Am Mittag hatten sich hinter dem Hauptbahnhof, viele hundert Meter von der Gegen-Demo entfernt, rund 200 Teilnehmer zu dem NPD-Demomarsch versammelt. Dessen Motto: "Deutsche wehrt Euch - gegen Überfremdung, Islamisierung und Ausländerkriminalität." Der Organisator des Marsches gab den Teilnehmern vor dem Start per Megafon extra eine ausführliche Rechtsbelehrung darüber, welche Symbole und Parolen während des Marsches verboten sind. Besonders vor dem Paragrafen 130 des Strafgesetzbuches warnte er: dem Paragrafen, der Volksverhetzung unter Strafe stellt. Außerdem wurden die Teilnehmer zuvor von der Polizei nach gefährlichen Gegenständen durchsucht. Nach dem Abmarsch gab es an der von Protestplakaten gesäumten Strecke durch die südliche Innenstadt nur kleinere Rangeleien, die von der Polizei sofort beendet wurden. Der Protest gegen die NPDler hatte viele Formen: So läuteten die Glocken der Christ-König-Kirche, um die Parolen der vorbeiziehenden NPD-Kundgebung zu übertönen. Immer wieder riefen Gegendemonstranten an vielen Stellen der Strecke, teilweise auch aus den Fenstern ihrer Wohnungen: "Nazis raus!" In einem Fenster hing das Plakat: "Bochumer wehrt Euch!!! Gegen Nazis. Für eine bunte Stadt!" An anderer Stelle stand auf einem Banner: "Gegen jeden Rassismus!"

AUFGABE 1 –
Beantworte anhand des Textausschnitts über den NPD-Marsch:
(a) Wie viele Teilnehmer versammelten sich hinter dem Hauptbahnhof zum Demomarsch?
(b) Vor welchem Paragrafen des Strafgesetzbuches warnte der Organisator besonders?
(c) Wozu läuteten die Glocken der Christ-König-Kirche?
AUFGABE 2 – Schreibe, wie der Textausschnitt über den NPD-Marsch nach seinem letzten Satz weitergeht.

Gesammelte Daten

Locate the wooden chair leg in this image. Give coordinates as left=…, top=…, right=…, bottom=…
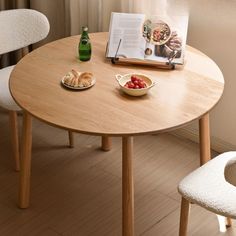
left=9, top=111, right=20, bottom=171
left=68, top=131, right=74, bottom=148
left=179, top=197, right=190, bottom=236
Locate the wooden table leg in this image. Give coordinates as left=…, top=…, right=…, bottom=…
left=19, top=111, right=32, bottom=208
left=122, top=137, right=134, bottom=236
left=199, top=113, right=211, bottom=165
left=9, top=111, right=20, bottom=171
left=102, top=136, right=111, bottom=151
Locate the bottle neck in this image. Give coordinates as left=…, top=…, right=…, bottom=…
left=81, top=28, right=89, bottom=38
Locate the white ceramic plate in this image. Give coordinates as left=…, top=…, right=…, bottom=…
left=116, top=73, right=156, bottom=97
left=61, top=76, right=96, bottom=90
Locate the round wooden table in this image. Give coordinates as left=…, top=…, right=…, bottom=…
left=10, top=33, right=224, bottom=236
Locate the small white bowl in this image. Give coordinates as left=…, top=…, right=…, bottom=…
left=116, top=73, right=156, bottom=96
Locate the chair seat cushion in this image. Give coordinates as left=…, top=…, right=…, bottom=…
left=178, top=152, right=236, bottom=219
left=0, top=66, right=21, bottom=111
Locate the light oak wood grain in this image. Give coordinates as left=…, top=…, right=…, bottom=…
left=199, top=114, right=211, bottom=165
left=19, top=112, right=32, bottom=208
left=101, top=136, right=112, bottom=152
left=10, top=33, right=224, bottom=236
left=122, top=137, right=134, bottom=236
left=9, top=111, right=20, bottom=171
left=10, top=33, right=224, bottom=136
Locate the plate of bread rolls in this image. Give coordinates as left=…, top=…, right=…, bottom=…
left=61, top=69, right=96, bottom=90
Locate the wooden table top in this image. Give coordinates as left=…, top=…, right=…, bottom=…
left=10, top=33, right=224, bottom=136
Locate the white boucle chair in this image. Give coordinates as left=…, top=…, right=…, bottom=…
left=0, top=9, right=73, bottom=170
left=178, top=152, right=236, bottom=236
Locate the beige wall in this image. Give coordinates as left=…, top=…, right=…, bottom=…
left=183, top=0, right=236, bottom=149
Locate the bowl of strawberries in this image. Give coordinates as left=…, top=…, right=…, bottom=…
left=116, top=73, right=155, bottom=96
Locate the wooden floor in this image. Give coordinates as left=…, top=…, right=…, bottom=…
left=0, top=110, right=236, bottom=236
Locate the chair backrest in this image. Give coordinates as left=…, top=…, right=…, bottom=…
left=0, top=9, right=50, bottom=55
left=224, top=157, right=236, bottom=186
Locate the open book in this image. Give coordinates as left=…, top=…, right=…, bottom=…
left=106, top=12, right=188, bottom=64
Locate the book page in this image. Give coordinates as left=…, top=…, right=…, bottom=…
left=107, top=12, right=146, bottom=59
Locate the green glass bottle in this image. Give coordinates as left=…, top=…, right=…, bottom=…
left=78, top=27, right=92, bottom=61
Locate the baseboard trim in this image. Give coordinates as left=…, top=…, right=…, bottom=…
left=171, top=127, right=236, bottom=153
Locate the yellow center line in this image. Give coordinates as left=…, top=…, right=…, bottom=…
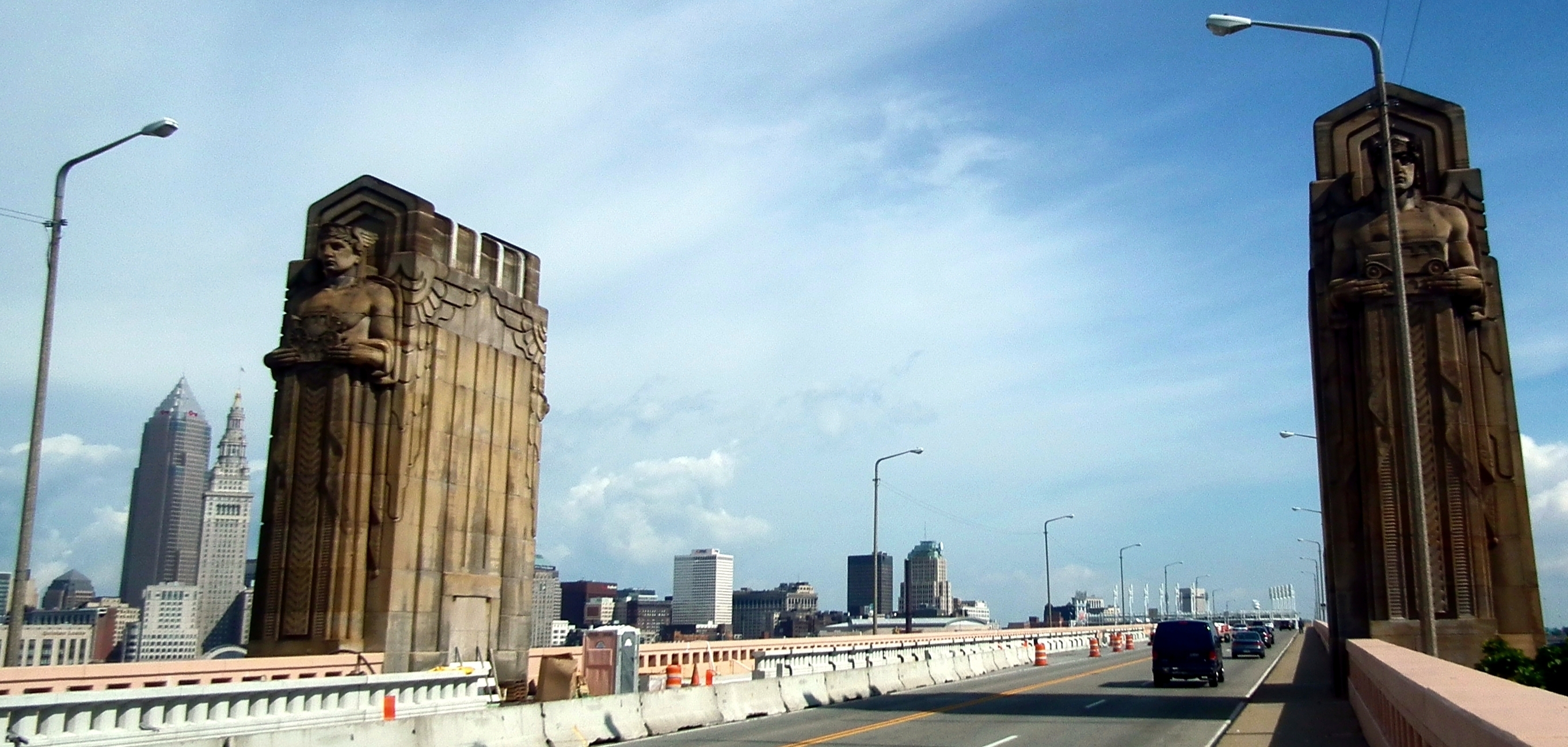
left=784, top=656, right=1143, bottom=747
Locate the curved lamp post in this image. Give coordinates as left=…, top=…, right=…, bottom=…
left=1204, top=14, right=1438, bottom=656
left=1160, top=561, right=1184, bottom=617
left=1044, top=514, right=1074, bottom=628
left=5, top=117, right=180, bottom=667
left=1116, top=542, right=1143, bottom=623
left=872, top=448, right=925, bottom=636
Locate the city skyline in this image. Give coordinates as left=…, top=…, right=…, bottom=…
left=0, top=2, right=1568, bottom=625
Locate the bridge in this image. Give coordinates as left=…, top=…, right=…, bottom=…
left=0, top=623, right=1568, bottom=747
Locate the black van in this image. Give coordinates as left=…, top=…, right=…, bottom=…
left=1150, top=620, right=1224, bottom=688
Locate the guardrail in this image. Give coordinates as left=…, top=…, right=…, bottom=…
left=0, top=653, right=384, bottom=695
left=0, top=670, right=496, bottom=747
left=528, top=625, right=1152, bottom=681
left=1345, top=639, right=1568, bottom=747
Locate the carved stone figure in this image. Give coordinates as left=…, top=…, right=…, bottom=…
left=1310, top=86, right=1544, bottom=664
left=249, top=177, right=549, bottom=680
left=262, top=224, right=398, bottom=653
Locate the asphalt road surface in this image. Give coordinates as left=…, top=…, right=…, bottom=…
left=638, top=631, right=1295, bottom=747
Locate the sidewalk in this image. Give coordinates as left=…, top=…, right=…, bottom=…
left=1219, top=628, right=1367, bottom=747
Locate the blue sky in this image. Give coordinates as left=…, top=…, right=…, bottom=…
left=0, top=0, right=1568, bottom=625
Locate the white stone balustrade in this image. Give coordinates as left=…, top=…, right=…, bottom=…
left=0, top=672, right=496, bottom=747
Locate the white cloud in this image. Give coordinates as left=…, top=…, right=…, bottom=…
left=9, top=434, right=124, bottom=463
left=1520, top=435, right=1568, bottom=521
left=560, top=449, right=770, bottom=564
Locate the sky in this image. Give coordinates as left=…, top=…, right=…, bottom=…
left=0, top=0, right=1568, bottom=625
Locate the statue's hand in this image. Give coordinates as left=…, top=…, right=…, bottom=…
left=262, top=348, right=299, bottom=368
left=1427, top=268, right=1486, bottom=293
left=1328, top=279, right=1394, bottom=300
left=326, top=341, right=386, bottom=368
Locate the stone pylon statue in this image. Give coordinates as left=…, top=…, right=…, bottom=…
left=249, top=177, right=547, bottom=680
left=1310, top=85, right=1544, bottom=664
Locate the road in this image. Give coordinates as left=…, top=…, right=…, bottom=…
left=638, top=631, right=1295, bottom=747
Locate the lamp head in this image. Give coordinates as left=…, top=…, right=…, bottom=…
left=1204, top=13, right=1253, bottom=36
left=141, top=117, right=180, bottom=138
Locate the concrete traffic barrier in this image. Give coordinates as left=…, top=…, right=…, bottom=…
left=821, top=669, right=872, bottom=703
left=927, top=651, right=958, bottom=684
left=953, top=653, right=975, bottom=680
left=542, top=692, right=648, bottom=747
left=899, top=661, right=936, bottom=691
left=866, top=664, right=903, bottom=695
left=969, top=651, right=996, bottom=677
left=638, top=688, right=724, bottom=734
left=713, top=677, right=787, bottom=722
left=779, top=673, right=832, bottom=711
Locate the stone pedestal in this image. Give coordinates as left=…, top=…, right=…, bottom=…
left=249, top=176, right=549, bottom=680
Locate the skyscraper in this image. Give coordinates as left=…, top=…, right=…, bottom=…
left=528, top=556, right=561, bottom=649
left=669, top=550, right=736, bottom=625
left=196, top=391, right=254, bottom=650
left=119, top=378, right=212, bottom=600
left=125, top=581, right=201, bottom=661
left=901, top=540, right=953, bottom=617
left=848, top=553, right=894, bottom=617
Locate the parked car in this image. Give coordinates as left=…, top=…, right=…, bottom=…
left=1231, top=630, right=1265, bottom=660
left=1150, top=620, right=1224, bottom=688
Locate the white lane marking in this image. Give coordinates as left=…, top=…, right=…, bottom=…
left=1202, top=630, right=1306, bottom=747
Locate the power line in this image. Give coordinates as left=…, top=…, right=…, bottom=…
left=883, top=479, right=1035, bottom=536
left=1399, top=0, right=1425, bottom=86
left=0, top=208, right=48, bottom=226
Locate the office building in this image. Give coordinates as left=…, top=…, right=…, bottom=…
left=1176, top=586, right=1209, bottom=615
left=125, top=582, right=201, bottom=661
left=0, top=620, right=96, bottom=667
left=669, top=548, right=736, bottom=625
left=41, top=569, right=94, bottom=609
left=119, top=379, right=212, bottom=604
left=196, top=391, right=254, bottom=651
left=899, top=540, right=953, bottom=617
left=847, top=553, right=894, bottom=617
left=621, top=593, right=671, bottom=643
left=732, top=581, right=817, bottom=639
left=561, top=581, right=618, bottom=628
left=528, top=556, right=561, bottom=649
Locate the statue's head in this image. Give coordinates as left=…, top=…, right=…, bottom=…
left=315, top=222, right=376, bottom=276
left=1372, top=133, right=1422, bottom=191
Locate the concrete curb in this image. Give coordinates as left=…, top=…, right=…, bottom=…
left=539, top=692, right=648, bottom=747
left=713, top=678, right=789, bottom=722
left=638, top=686, right=728, bottom=734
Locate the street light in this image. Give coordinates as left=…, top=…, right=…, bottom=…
left=872, top=448, right=925, bottom=636
left=1160, top=561, right=1182, bottom=617
left=1295, top=537, right=1328, bottom=620
left=1044, top=514, right=1074, bottom=628
left=1116, top=542, right=1143, bottom=623
left=1204, top=14, right=1438, bottom=656
left=5, top=117, right=180, bottom=667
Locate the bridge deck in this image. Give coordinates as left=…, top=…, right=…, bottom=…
left=1219, top=630, right=1367, bottom=747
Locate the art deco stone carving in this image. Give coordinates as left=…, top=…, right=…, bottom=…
left=249, top=177, right=549, bottom=678
left=1310, top=85, right=1544, bottom=664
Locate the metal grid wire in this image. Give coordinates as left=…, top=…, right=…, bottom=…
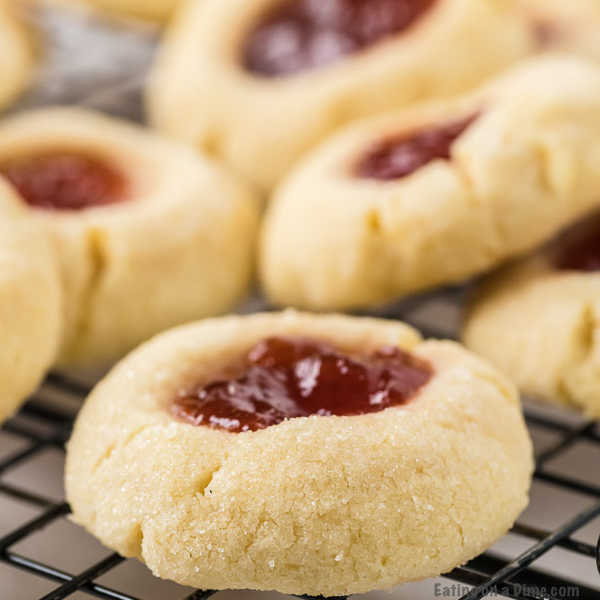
left=0, top=315, right=600, bottom=600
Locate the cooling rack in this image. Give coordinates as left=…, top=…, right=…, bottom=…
left=0, top=0, right=600, bottom=600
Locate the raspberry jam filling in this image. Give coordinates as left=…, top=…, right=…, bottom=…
left=355, top=115, right=477, bottom=181
left=0, top=152, right=126, bottom=211
left=555, top=216, right=600, bottom=272
left=172, top=337, right=433, bottom=433
left=243, top=0, right=437, bottom=77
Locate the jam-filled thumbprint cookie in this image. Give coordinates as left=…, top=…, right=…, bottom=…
left=0, top=0, right=33, bottom=108
left=464, top=215, right=600, bottom=419
left=519, top=0, right=600, bottom=60
left=148, top=0, right=535, bottom=188
left=260, top=56, right=600, bottom=310
left=0, top=182, right=62, bottom=422
left=66, top=311, right=532, bottom=596
left=0, top=108, right=259, bottom=368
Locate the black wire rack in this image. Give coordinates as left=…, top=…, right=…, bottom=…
left=0, top=312, right=600, bottom=600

ANTWORT 1 –
(a) Rund 200 Teilnehmer.
(b) Vor dem Paragrafen 130, der Volksverhetzung unter Strafe stellt.
(c) Um die Parolen der vorbeiziehenden NPD-Kundgebung zu übertönen.

ANTWORT 2 –
Um ein direktes Aufeinandertreffen von NPD und Gegendemonstranten zu verhindern, hatte die Polizei sämtliche Seitenstraßen, auch ganz kleine Zuwege, an der Demo-Route massiv abgesperrt. Hinter diesen Absperrungen drängten sich jeweils Gegendemonstranten aller Altersgruppen, die teilweise lautstark gegen den vorbeiziehenden NPD-Aufmarsch protestierten.
Rund 50 Meter vor dem Schauspielhaus, auf der Königsallee, wo der NPD-Marsch einen Zwischenstopp eingelegt hatte, hielten NPD-Funktionäre mehrere Reden. Gleichzeitig gab es vom Vorplatz des Theaters aus, wo sich rund 100 Bürgerinnen und Bürger zum Protest gegen den NPD-Umzug versammelt hatten, ein akustisches Störfeuer, indem über Lautsprecher ebenfalls Reden gehalten und Lieder gespielt wurden. Über eine Stunde präsentieren insgesamt fünf NPD-Funktionäre und -Anhänger, darunter auch zwei wegen Volksverhetzung vorbestrafte Männer, radikale Thesen zu den Themen Ausländerkriminalität und "Multi-Kulti" sowie nationalistische Parolen. Während der Reden beschlagnahmte die Polizei ein großes Transparent mit der Aufschrift "Multikulti ist Völkermord". Die Bochumer Staatsanwaltschaft, die mit drei Männern die ganze Zeit das Geschehen beobachtete, prüft jetzt, ob ein Straftatbestand der Volksverhetzung vorliegt.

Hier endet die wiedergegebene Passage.